- Article
━━━━━━━━━━━━━━━━━━━━━━━━━━━━━━
# Ok...I have to ask



## Destineesdawn (Oct 11, 2011)

I hate to sound ignorant, but as I have been reading different post, I realized that I am totally in the dark. I cannot for the life of me figure out what all of these abbreviation mean. Ex: AP, DS, OW, OM. I have deciphered some, but many remain a mystery. I even searched the site looking for some guide (yes, I feel like an idiot). Can SOMEONE PLEASE elaborate so that I can actually understand. 
Thankyou so much.


----------



## tigercat (Oct 6, 2011)

Other Woman, Other Man, don't know others lol


----------



## DanF (Sep 27, 2010)

Affair Partner, Disloyal Spouse


----------



## that_girl (Jul 6, 2011)
━━━━━━━━━━━━━━━━━━━━━━━━━━━━━━
- Data lines

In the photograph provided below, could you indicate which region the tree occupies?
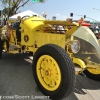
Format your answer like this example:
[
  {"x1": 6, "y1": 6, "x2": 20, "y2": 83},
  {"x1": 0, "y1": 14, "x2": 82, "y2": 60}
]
[{"x1": 1, "y1": 0, "x2": 45, "y2": 17}]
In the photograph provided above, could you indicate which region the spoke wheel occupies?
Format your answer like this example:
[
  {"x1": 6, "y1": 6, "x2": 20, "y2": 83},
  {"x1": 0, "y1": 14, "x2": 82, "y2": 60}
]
[
  {"x1": 32, "y1": 44, "x2": 76, "y2": 100},
  {"x1": 36, "y1": 55, "x2": 61, "y2": 91},
  {"x1": 0, "y1": 38, "x2": 2, "y2": 58}
]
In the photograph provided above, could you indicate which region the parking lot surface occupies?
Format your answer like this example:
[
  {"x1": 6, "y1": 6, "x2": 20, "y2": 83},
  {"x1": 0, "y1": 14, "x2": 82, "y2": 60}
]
[{"x1": 0, "y1": 53, "x2": 100, "y2": 100}]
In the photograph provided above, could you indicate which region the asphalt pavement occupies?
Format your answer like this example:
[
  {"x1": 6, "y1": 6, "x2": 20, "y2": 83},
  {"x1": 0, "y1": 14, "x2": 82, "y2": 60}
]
[{"x1": 0, "y1": 53, "x2": 100, "y2": 100}]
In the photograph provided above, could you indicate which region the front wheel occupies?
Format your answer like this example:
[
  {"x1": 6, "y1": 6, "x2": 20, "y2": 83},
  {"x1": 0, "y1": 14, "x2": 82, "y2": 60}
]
[
  {"x1": 32, "y1": 44, "x2": 75, "y2": 100},
  {"x1": 84, "y1": 68, "x2": 100, "y2": 81},
  {"x1": 0, "y1": 38, "x2": 2, "y2": 58}
]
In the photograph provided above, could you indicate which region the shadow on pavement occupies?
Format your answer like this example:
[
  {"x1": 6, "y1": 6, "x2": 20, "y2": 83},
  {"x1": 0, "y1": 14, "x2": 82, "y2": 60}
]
[{"x1": 0, "y1": 54, "x2": 100, "y2": 100}]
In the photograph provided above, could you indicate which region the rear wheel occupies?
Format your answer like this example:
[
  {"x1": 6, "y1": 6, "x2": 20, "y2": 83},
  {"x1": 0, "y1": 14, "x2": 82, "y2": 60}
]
[
  {"x1": 32, "y1": 44, "x2": 75, "y2": 100},
  {"x1": 84, "y1": 68, "x2": 100, "y2": 81}
]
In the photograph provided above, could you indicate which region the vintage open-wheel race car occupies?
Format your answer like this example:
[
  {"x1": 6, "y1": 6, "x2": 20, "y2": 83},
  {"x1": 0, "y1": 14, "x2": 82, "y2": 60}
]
[{"x1": 0, "y1": 10, "x2": 100, "y2": 100}]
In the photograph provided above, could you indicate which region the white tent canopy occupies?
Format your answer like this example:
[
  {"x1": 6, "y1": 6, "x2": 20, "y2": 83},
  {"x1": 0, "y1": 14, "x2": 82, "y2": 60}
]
[{"x1": 9, "y1": 10, "x2": 40, "y2": 20}]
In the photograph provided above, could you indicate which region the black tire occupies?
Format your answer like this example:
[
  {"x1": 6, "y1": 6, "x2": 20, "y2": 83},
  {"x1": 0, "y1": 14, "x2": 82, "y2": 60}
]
[
  {"x1": 32, "y1": 44, "x2": 76, "y2": 100},
  {"x1": 0, "y1": 38, "x2": 2, "y2": 58},
  {"x1": 84, "y1": 70, "x2": 100, "y2": 81}
]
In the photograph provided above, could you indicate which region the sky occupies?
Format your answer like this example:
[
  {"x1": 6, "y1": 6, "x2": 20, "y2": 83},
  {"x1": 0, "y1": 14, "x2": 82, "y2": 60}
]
[{"x1": 0, "y1": 0, "x2": 100, "y2": 21}]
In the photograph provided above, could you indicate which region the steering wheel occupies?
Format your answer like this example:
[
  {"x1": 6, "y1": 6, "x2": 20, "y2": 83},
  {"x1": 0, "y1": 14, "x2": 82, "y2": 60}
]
[{"x1": 20, "y1": 15, "x2": 30, "y2": 21}]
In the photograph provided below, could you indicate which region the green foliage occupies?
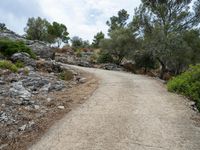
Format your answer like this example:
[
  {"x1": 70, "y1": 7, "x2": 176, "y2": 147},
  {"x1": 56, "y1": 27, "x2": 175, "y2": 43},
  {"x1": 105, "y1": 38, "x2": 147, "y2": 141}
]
[
  {"x1": 71, "y1": 36, "x2": 90, "y2": 51},
  {"x1": 48, "y1": 22, "x2": 69, "y2": 47},
  {"x1": 0, "y1": 23, "x2": 7, "y2": 31},
  {"x1": 24, "y1": 17, "x2": 50, "y2": 42},
  {"x1": 134, "y1": 51, "x2": 157, "y2": 71},
  {"x1": 0, "y1": 60, "x2": 18, "y2": 72},
  {"x1": 59, "y1": 70, "x2": 74, "y2": 81},
  {"x1": 15, "y1": 60, "x2": 25, "y2": 68},
  {"x1": 167, "y1": 65, "x2": 200, "y2": 110},
  {"x1": 0, "y1": 39, "x2": 36, "y2": 58},
  {"x1": 92, "y1": 32, "x2": 105, "y2": 48},
  {"x1": 100, "y1": 28, "x2": 137, "y2": 64},
  {"x1": 24, "y1": 68, "x2": 30, "y2": 76},
  {"x1": 106, "y1": 9, "x2": 129, "y2": 32},
  {"x1": 24, "y1": 17, "x2": 69, "y2": 47},
  {"x1": 129, "y1": 0, "x2": 199, "y2": 78},
  {"x1": 97, "y1": 51, "x2": 114, "y2": 63}
]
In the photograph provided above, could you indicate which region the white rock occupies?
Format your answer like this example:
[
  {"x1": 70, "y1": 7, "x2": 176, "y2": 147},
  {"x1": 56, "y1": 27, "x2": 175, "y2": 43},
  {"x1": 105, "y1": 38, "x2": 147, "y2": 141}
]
[
  {"x1": 58, "y1": 106, "x2": 65, "y2": 109},
  {"x1": 47, "y1": 97, "x2": 52, "y2": 102},
  {"x1": 19, "y1": 124, "x2": 26, "y2": 131}
]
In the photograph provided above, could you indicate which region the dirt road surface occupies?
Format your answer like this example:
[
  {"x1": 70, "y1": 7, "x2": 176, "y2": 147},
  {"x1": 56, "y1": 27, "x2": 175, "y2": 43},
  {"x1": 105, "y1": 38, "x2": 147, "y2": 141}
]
[{"x1": 30, "y1": 68, "x2": 200, "y2": 150}]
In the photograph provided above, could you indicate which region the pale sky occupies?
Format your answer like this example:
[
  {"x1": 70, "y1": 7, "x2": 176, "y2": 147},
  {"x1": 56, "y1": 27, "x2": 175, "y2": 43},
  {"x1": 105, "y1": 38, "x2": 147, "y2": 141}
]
[{"x1": 0, "y1": 0, "x2": 140, "y2": 41}]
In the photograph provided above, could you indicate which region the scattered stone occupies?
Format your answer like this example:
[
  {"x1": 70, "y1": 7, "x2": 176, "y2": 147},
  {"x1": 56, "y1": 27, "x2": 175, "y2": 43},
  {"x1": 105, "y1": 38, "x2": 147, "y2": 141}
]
[
  {"x1": 58, "y1": 106, "x2": 65, "y2": 109},
  {"x1": 79, "y1": 78, "x2": 87, "y2": 83},
  {"x1": 9, "y1": 81, "x2": 31, "y2": 101},
  {"x1": 11, "y1": 52, "x2": 36, "y2": 68},
  {"x1": 18, "y1": 124, "x2": 27, "y2": 131},
  {"x1": 47, "y1": 97, "x2": 52, "y2": 102},
  {"x1": 34, "y1": 105, "x2": 40, "y2": 110}
]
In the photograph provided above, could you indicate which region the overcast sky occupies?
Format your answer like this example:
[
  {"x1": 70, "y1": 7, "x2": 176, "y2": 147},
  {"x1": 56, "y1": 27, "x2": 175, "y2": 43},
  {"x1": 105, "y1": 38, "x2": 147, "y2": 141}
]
[{"x1": 0, "y1": 0, "x2": 140, "y2": 41}]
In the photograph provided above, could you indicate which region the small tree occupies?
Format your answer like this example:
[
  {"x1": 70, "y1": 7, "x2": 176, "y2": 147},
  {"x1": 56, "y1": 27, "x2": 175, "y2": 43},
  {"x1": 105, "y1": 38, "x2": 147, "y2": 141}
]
[
  {"x1": 48, "y1": 22, "x2": 69, "y2": 47},
  {"x1": 106, "y1": 9, "x2": 129, "y2": 33},
  {"x1": 24, "y1": 17, "x2": 50, "y2": 42},
  {"x1": 0, "y1": 23, "x2": 7, "y2": 30},
  {"x1": 92, "y1": 32, "x2": 105, "y2": 48},
  {"x1": 100, "y1": 28, "x2": 137, "y2": 64}
]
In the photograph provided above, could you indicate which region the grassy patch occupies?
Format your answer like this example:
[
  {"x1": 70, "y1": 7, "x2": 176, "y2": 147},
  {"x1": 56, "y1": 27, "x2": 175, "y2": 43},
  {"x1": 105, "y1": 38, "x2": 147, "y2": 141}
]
[{"x1": 167, "y1": 64, "x2": 200, "y2": 110}]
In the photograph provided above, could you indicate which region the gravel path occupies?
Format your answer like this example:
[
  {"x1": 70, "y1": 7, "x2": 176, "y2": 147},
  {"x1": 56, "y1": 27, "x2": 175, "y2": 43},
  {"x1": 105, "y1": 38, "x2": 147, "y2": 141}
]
[{"x1": 30, "y1": 68, "x2": 200, "y2": 150}]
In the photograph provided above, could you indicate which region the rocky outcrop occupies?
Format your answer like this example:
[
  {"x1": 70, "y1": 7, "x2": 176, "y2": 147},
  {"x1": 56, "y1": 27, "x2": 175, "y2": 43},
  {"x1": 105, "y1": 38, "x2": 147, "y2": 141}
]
[
  {"x1": 10, "y1": 52, "x2": 36, "y2": 68},
  {"x1": 0, "y1": 29, "x2": 55, "y2": 59},
  {"x1": 27, "y1": 41, "x2": 55, "y2": 59},
  {"x1": 99, "y1": 63, "x2": 123, "y2": 71}
]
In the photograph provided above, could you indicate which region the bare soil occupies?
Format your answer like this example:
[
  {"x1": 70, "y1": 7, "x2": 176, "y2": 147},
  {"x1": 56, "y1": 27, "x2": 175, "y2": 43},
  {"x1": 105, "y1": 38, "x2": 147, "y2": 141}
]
[
  {"x1": 0, "y1": 72, "x2": 98, "y2": 150},
  {"x1": 29, "y1": 68, "x2": 200, "y2": 150}
]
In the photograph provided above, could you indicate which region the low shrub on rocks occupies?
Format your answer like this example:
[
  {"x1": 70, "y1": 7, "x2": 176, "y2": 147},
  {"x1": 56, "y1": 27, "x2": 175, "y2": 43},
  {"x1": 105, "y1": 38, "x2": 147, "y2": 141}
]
[
  {"x1": 0, "y1": 39, "x2": 36, "y2": 58},
  {"x1": 167, "y1": 64, "x2": 200, "y2": 110},
  {"x1": 59, "y1": 70, "x2": 74, "y2": 81},
  {"x1": 0, "y1": 60, "x2": 18, "y2": 72}
]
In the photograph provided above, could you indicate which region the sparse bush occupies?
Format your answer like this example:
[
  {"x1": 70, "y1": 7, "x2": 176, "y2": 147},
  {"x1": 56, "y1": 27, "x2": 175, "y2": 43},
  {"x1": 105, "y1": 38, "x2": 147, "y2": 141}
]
[
  {"x1": 0, "y1": 60, "x2": 18, "y2": 72},
  {"x1": 167, "y1": 64, "x2": 200, "y2": 110},
  {"x1": 97, "y1": 51, "x2": 114, "y2": 63},
  {"x1": 15, "y1": 60, "x2": 25, "y2": 68},
  {"x1": 59, "y1": 70, "x2": 74, "y2": 81},
  {"x1": 76, "y1": 49, "x2": 82, "y2": 57},
  {"x1": 0, "y1": 39, "x2": 36, "y2": 58},
  {"x1": 24, "y1": 68, "x2": 29, "y2": 76}
]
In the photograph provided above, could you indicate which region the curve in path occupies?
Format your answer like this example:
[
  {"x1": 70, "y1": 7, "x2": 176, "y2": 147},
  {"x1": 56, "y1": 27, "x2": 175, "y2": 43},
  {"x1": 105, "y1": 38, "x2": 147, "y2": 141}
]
[{"x1": 30, "y1": 68, "x2": 200, "y2": 150}]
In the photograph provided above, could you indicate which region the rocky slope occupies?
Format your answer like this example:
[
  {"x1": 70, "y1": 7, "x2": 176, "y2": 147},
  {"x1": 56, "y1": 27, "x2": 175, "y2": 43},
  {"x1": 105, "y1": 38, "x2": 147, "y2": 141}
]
[{"x1": 0, "y1": 30, "x2": 96, "y2": 150}]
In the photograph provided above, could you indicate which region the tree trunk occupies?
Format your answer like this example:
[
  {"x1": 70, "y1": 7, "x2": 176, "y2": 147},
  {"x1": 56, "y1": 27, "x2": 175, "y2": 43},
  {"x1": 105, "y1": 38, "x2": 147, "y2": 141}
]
[{"x1": 157, "y1": 58, "x2": 167, "y2": 79}]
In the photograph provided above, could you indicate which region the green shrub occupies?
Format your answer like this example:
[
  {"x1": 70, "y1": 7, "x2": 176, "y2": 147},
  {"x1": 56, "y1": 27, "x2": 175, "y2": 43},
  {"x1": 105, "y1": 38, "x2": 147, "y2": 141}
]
[
  {"x1": 167, "y1": 64, "x2": 200, "y2": 110},
  {"x1": 15, "y1": 60, "x2": 25, "y2": 68},
  {"x1": 24, "y1": 68, "x2": 29, "y2": 76},
  {"x1": 0, "y1": 39, "x2": 36, "y2": 58},
  {"x1": 59, "y1": 70, "x2": 74, "y2": 81},
  {"x1": 0, "y1": 60, "x2": 18, "y2": 72},
  {"x1": 97, "y1": 51, "x2": 114, "y2": 63}
]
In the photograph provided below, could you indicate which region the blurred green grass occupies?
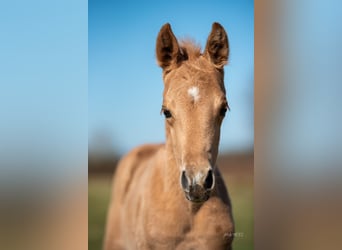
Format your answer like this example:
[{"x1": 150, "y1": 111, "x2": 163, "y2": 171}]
[{"x1": 88, "y1": 165, "x2": 254, "y2": 250}]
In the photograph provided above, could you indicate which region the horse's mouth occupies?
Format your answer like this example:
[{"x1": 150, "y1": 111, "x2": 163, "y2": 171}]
[{"x1": 184, "y1": 190, "x2": 210, "y2": 203}]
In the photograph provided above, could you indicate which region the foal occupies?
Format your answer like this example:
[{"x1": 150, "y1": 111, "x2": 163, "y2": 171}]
[{"x1": 104, "y1": 23, "x2": 234, "y2": 250}]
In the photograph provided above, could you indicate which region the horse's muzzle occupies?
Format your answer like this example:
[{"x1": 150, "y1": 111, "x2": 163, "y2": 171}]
[{"x1": 181, "y1": 170, "x2": 215, "y2": 203}]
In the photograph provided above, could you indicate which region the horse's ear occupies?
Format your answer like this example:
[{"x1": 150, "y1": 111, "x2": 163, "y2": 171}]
[
  {"x1": 156, "y1": 23, "x2": 181, "y2": 70},
  {"x1": 204, "y1": 23, "x2": 229, "y2": 69}
]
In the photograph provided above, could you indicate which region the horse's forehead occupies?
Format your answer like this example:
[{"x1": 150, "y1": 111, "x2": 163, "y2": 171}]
[{"x1": 164, "y1": 72, "x2": 224, "y2": 102}]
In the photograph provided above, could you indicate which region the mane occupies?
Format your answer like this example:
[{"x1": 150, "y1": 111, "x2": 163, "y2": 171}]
[{"x1": 180, "y1": 39, "x2": 201, "y2": 60}]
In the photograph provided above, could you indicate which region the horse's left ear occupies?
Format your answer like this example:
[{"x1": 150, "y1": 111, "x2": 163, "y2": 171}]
[{"x1": 204, "y1": 23, "x2": 229, "y2": 69}]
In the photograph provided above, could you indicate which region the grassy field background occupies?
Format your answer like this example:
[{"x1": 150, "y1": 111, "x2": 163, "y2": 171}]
[{"x1": 88, "y1": 153, "x2": 254, "y2": 250}]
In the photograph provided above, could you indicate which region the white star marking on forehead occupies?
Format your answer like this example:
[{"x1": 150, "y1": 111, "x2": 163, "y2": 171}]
[{"x1": 188, "y1": 87, "x2": 200, "y2": 102}]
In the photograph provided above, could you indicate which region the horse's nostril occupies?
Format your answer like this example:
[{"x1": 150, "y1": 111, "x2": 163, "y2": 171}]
[
  {"x1": 204, "y1": 170, "x2": 214, "y2": 189},
  {"x1": 181, "y1": 171, "x2": 189, "y2": 190}
]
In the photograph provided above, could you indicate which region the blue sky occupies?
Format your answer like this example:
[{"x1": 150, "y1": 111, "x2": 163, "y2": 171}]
[{"x1": 88, "y1": 0, "x2": 254, "y2": 153}]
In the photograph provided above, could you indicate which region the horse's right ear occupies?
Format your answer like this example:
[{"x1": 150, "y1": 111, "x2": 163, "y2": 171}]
[{"x1": 156, "y1": 23, "x2": 181, "y2": 70}]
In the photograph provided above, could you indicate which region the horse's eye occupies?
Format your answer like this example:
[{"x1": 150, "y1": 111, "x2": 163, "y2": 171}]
[
  {"x1": 220, "y1": 106, "x2": 228, "y2": 117},
  {"x1": 163, "y1": 109, "x2": 172, "y2": 119}
]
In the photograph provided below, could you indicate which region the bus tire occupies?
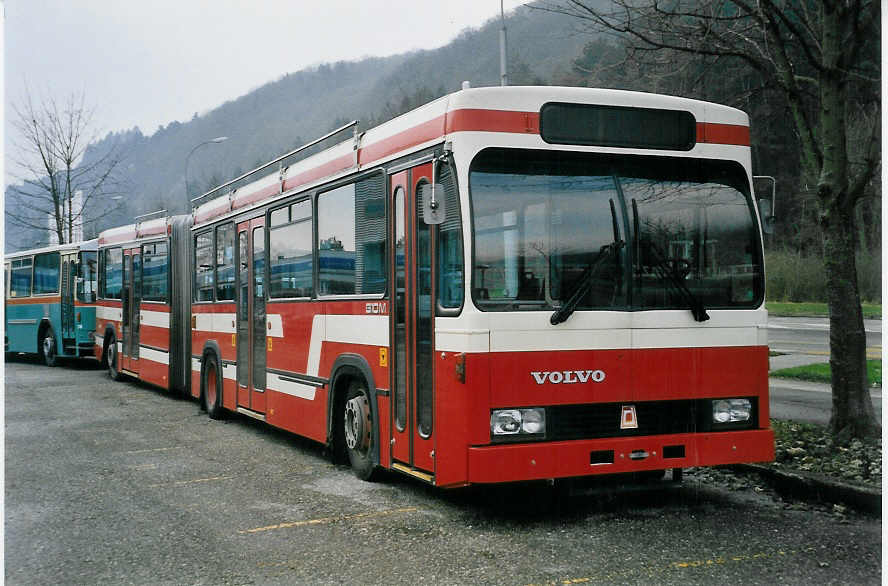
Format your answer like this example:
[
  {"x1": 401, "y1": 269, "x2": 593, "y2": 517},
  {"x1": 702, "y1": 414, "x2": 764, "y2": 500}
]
[
  {"x1": 105, "y1": 334, "x2": 123, "y2": 380},
  {"x1": 40, "y1": 326, "x2": 58, "y2": 367},
  {"x1": 200, "y1": 354, "x2": 223, "y2": 419},
  {"x1": 340, "y1": 379, "x2": 377, "y2": 481}
]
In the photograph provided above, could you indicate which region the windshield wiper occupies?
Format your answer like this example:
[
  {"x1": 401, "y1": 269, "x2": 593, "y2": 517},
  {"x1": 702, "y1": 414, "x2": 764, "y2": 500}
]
[
  {"x1": 650, "y1": 244, "x2": 709, "y2": 322},
  {"x1": 549, "y1": 241, "x2": 623, "y2": 326}
]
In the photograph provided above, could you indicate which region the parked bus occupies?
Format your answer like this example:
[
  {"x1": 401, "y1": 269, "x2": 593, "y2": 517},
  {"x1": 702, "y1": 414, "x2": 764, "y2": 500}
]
[
  {"x1": 95, "y1": 210, "x2": 192, "y2": 395},
  {"x1": 184, "y1": 87, "x2": 774, "y2": 487},
  {"x1": 3, "y1": 239, "x2": 97, "y2": 366}
]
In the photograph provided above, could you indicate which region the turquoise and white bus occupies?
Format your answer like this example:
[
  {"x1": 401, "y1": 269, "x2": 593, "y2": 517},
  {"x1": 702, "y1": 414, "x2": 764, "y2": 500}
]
[{"x1": 3, "y1": 239, "x2": 98, "y2": 366}]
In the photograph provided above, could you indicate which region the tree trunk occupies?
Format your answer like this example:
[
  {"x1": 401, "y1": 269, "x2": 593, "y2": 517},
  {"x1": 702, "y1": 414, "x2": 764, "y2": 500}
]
[{"x1": 822, "y1": 209, "x2": 881, "y2": 440}]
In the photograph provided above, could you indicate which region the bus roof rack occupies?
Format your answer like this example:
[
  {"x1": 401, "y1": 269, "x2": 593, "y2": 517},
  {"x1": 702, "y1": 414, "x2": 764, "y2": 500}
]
[{"x1": 191, "y1": 120, "x2": 358, "y2": 207}]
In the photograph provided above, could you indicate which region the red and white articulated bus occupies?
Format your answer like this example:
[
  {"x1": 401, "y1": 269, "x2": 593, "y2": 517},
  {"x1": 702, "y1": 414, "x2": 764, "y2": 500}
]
[
  {"x1": 95, "y1": 210, "x2": 192, "y2": 394},
  {"x1": 184, "y1": 87, "x2": 774, "y2": 487},
  {"x1": 96, "y1": 87, "x2": 774, "y2": 487}
]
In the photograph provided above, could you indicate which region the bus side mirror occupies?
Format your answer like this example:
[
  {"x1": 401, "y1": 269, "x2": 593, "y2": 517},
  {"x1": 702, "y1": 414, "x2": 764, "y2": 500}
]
[
  {"x1": 759, "y1": 199, "x2": 776, "y2": 234},
  {"x1": 419, "y1": 183, "x2": 447, "y2": 226}
]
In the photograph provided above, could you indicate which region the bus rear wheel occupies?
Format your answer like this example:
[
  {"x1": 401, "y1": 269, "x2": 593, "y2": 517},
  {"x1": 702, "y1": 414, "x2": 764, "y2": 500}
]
[
  {"x1": 40, "y1": 326, "x2": 58, "y2": 366},
  {"x1": 201, "y1": 356, "x2": 222, "y2": 419},
  {"x1": 341, "y1": 381, "x2": 377, "y2": 481}
]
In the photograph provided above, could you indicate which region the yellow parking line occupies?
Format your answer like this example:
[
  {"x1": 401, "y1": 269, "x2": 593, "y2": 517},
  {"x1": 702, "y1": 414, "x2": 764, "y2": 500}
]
[
  {"x1": 148, "y1": 476, "x2": 231, "y2": 488},
  {"x1": 124, "y1": 446, "x2": 185, "y2": 454},
  {"x1": 238, "y1": 507, "x2": 419, "y2": 534}
]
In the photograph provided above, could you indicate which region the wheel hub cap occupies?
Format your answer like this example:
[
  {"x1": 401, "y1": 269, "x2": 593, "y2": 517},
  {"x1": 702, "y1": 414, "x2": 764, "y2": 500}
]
━━━━━━━━━━━━━━━━━━━━━━━━━━━━━━
- Problems to work on
(a) From the thread, output the part that opens with the words containing "## Destineesdawn (Oct" and closes with "Thankyou so much.", copied word for word.
(b) In the thread, which abbreviations does Destineesdawn list as examples of ones they can't figure out?

- Expected answers
(a)
## Destineesdawn (Oct 11, 2011)

I hate to sound ignorant, but as I have been reading different post, I realized that I am totally in the dark. I cannot for the life of me figure out what all of these abbreviation mean. Ex: AP, DS, OW, OM. I have deciphered some, but many remain a mystery. I even searched the site looking for some guide (yes, I feel like an idiot). Can SOMEONE PLEASE elaborate so that I can actually understand. 
Thankyou so much.

(b) AP, DS, OW, and OM.